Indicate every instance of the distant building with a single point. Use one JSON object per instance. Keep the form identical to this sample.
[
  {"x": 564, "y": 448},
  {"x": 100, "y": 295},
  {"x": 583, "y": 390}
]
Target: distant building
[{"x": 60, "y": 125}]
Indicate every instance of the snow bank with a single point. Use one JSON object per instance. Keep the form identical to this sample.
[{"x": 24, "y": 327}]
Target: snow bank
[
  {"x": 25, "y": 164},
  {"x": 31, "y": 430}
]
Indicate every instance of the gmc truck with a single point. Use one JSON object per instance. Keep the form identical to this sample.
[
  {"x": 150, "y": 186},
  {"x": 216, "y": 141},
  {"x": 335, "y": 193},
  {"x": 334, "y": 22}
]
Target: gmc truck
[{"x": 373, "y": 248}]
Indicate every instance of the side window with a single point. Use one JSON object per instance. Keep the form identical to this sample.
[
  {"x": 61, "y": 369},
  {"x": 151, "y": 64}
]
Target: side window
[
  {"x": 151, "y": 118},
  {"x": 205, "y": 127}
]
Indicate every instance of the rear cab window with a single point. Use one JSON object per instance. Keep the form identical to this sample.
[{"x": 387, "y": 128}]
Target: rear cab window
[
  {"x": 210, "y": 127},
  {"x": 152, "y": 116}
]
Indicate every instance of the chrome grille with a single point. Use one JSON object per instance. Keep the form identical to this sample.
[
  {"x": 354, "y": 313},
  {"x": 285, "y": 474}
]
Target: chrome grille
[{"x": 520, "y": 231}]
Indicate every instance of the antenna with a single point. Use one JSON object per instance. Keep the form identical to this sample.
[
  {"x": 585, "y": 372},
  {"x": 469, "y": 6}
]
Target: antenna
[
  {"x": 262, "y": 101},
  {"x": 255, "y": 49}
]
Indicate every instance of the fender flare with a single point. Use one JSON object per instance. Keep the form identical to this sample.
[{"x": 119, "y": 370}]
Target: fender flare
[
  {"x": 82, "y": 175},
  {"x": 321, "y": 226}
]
...
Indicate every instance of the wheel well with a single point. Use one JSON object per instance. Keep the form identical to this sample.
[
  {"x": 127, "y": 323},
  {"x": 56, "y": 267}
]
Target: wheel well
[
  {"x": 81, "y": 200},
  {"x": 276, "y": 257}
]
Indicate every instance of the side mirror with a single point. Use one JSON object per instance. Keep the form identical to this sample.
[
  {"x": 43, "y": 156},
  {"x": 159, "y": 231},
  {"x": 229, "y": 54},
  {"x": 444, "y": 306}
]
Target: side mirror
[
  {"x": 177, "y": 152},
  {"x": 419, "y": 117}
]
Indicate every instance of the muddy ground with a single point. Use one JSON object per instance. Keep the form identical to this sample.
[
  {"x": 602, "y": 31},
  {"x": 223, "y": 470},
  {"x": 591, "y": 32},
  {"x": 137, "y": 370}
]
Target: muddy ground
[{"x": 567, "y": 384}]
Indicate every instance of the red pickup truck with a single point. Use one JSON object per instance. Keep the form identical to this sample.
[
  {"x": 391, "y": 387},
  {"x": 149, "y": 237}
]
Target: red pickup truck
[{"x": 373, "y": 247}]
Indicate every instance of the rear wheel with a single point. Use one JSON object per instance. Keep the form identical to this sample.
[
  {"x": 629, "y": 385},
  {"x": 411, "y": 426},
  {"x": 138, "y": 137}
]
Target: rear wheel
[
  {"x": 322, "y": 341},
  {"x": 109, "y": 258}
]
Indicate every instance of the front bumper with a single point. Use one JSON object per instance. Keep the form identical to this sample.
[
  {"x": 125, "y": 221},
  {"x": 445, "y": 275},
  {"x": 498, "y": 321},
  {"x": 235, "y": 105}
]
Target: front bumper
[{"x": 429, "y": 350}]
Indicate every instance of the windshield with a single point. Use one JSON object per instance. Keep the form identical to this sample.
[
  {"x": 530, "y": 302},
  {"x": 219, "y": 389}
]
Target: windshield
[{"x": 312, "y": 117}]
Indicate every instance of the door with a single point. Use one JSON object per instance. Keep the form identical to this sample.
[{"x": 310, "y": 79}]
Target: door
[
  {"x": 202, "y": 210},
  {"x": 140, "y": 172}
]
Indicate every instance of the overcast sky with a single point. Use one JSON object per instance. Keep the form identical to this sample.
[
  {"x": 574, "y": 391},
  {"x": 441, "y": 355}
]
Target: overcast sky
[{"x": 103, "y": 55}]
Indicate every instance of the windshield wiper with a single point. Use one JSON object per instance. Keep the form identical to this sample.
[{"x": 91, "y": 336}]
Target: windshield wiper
--
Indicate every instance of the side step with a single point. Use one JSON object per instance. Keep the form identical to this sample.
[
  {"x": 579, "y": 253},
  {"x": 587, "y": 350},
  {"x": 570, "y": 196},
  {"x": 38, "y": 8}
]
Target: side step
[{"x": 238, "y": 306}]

### WHAT THE TASK ASKS
Wherever a line above contains "wiper", copy that line.

### WRITTEN RESPONSE
Indicate every instance of the windshield wiper with a single point. Use one JSON object per instance. Keep the form identical to this sample.
Target: windshield wiper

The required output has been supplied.